Excerpt:
_ _ _ _

Unescape escaped string?

2019-06-25 06:02发布

问题:

We store ContentDelimiter config (which we use to delimite the content) in Database as string (which could be "tab", i.e. \t , or new line \r\n)

Later on we would like to use this config, how would I go about converting \t (which is string, not chat) to tab char ?

Example:

string delimiterConfig =  config.GetDelimiter();
char[] delimiter = ConvertConfig(delimiterConfig);

How would ConvertConfig will look like so that it will parse all escaped strings back into chars so that "\t" string will become \tchar.

Any elegant solutions without using case statements and replace ?

回答1:

Here's an elegant solution with a switch statement, the Regex.Replace Method and a custom MatchEvaluator:

var input = @"This is indented:\r\n\tHello World";

var output = Regex.Replace(input, @"\\[rnt]", m =>
{
    switch (m.Value)
    {
    case @"\r": return "\r";
    case @"\n": return "\n";
    case @"\t": return "\t";
    default: return m.Value;
    }
});

Console.WriteLine(output);

Output:

This is indented:
        Hello World


回答2:

If by "better" solution, you mean faster:

static String Replace(String input)
    {
        if (input.Length <= 1) return input;

        // the input string can only get shorter
        // so init the buffer so we won't have to reallocate later
        char[] buffer = new char[input.Length];
        int outIdx = 0;
        for (int i = 0; i < input.Length; i++)
        {
            char c = input[i];
            if (c == '\\')
            {
                if (i < input.Length - 1)
                {
                    switch (input[i + 1])
                    {
                        case 'n':
                            buffer[outIdx++] = '\n';
                            i++;
                            continue;
                        case 'r':
                            buffer[outIdx++] = '\r';
                            i++;
                            continue;
                        case 't':
                            buffer[outIdx++] = '\t';
                            i++;
                            continue;
                    }
                }
            }

            buffer[outIdx++] = c;
        }

        return new String(buffer, 0, outIdx);
    }

This is significantly faster than using Regex. Especially when I tested against this input:

var input = new String('\\', 0x1000);

If by "better" you mean easier to read and maintain, then the Regex solution probably wins. There might also be bugs in my solution; I didn't test it very thoroughly.



回答3:

For the limited set of basic ASCII delimiters you also have a simple solution:

Regex.Unescape(input)

You can read all about it in the MSDN documentation, but basically it works with all of the Regex delimiters and whitespace literals.

Be aware that it throws on unknown escape sequences.



回答4:

If by better, you were referring to the lack escape sequences supported, then I suggest you check out my response to the question titled: Evaluate escaped string which handles standard escape sequences, octal escape sequences, and Unicode escape sequences. I hope you find this solution to be more elegant and fitting to your needs.



回答5:

What about ToCharArray method?

string x = "\r\n";
char[] delimeter = x.ToCharArray();

_ _ _ _

Data listing:
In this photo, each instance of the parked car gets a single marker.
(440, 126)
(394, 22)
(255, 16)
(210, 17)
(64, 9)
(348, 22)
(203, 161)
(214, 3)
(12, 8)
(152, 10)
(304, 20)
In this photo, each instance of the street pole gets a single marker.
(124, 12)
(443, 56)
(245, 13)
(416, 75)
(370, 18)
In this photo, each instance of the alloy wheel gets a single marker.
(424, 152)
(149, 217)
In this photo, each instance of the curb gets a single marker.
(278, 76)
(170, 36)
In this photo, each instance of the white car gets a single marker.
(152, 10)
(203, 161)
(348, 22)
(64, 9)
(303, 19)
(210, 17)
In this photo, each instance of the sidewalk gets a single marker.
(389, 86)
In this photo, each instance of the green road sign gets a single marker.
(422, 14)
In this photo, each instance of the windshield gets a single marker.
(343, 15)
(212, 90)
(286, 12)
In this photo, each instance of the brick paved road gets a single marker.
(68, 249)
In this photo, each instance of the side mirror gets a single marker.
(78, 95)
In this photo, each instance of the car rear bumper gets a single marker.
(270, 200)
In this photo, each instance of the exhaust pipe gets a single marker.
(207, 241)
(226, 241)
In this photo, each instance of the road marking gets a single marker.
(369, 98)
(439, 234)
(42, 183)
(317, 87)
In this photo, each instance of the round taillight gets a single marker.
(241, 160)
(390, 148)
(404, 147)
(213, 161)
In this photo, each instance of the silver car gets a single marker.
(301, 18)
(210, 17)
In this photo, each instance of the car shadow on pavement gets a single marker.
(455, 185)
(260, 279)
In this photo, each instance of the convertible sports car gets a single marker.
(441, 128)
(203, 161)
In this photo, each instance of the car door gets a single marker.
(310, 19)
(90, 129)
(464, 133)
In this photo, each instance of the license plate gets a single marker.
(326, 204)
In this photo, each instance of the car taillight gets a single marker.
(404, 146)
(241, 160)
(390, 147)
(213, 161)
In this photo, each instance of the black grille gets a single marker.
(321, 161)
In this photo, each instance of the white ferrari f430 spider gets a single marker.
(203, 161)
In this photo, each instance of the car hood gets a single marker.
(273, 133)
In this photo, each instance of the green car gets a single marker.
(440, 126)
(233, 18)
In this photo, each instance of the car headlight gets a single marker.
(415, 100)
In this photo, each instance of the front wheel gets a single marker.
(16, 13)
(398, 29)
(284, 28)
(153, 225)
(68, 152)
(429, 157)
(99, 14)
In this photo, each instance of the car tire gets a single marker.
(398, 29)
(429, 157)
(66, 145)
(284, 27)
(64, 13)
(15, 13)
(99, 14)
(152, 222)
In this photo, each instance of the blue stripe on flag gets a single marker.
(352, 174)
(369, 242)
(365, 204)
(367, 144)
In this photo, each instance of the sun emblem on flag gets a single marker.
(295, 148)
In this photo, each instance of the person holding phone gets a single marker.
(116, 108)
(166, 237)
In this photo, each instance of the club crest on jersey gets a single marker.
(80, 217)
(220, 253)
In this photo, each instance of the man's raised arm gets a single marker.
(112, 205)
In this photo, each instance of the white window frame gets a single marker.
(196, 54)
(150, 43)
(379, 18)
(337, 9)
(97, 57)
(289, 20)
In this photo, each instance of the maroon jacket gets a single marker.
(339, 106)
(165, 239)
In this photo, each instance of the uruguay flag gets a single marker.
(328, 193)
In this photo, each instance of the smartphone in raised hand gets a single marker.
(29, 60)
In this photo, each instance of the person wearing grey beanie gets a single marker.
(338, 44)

_ _ _ _

Brief 1:
List the kinds of escape sequences that the answer referring to the question titled "Evaluate escaped string" says that solution handles in the thread on unescaping strings.
Brief 2:
For each statement, say whether it agrees with the thread on unescaping strings. Answer yes or no, and quote the deciding words.
(a) The author of the hand-written loop solution considers the Regex solution probably better for readability and maintenance.
(b) Regex.Unescape silently ignores unknown escape sequences.
(c) The asker stores the delimiter configuration in a file.
Brief 3:
Summarize the thread on unescaping strings in three sentences.

Exercise solution 1:
- Standard escape sequences
- Octal escape sequences
- Unicode escape sequences

Exercise solution 2:
(a) Yes: "If by "better" you mean easier to read and maintain, then the Regex solution probably wins."
(b) No: "Be aware that it throws on unknown escape sequences."
(c) No: "in Database as string"

Exercise solution 3:
The asker stores a content delimiter such as "tab" (\t) or a new line (\r\n) as a string in a database and asks how to convert such escaped strings back into characters without case statements and replace. Answers offer Regex.Replace with a switch-based MatchEvaluator, a hand-written character loop described as significantly faster than Regex, and Regex.Unescape, which throws on unknown escape sequences. Other replies point to a solution handling standard, octal, and Unicode escape sequences, and suggest the ToCharArray method.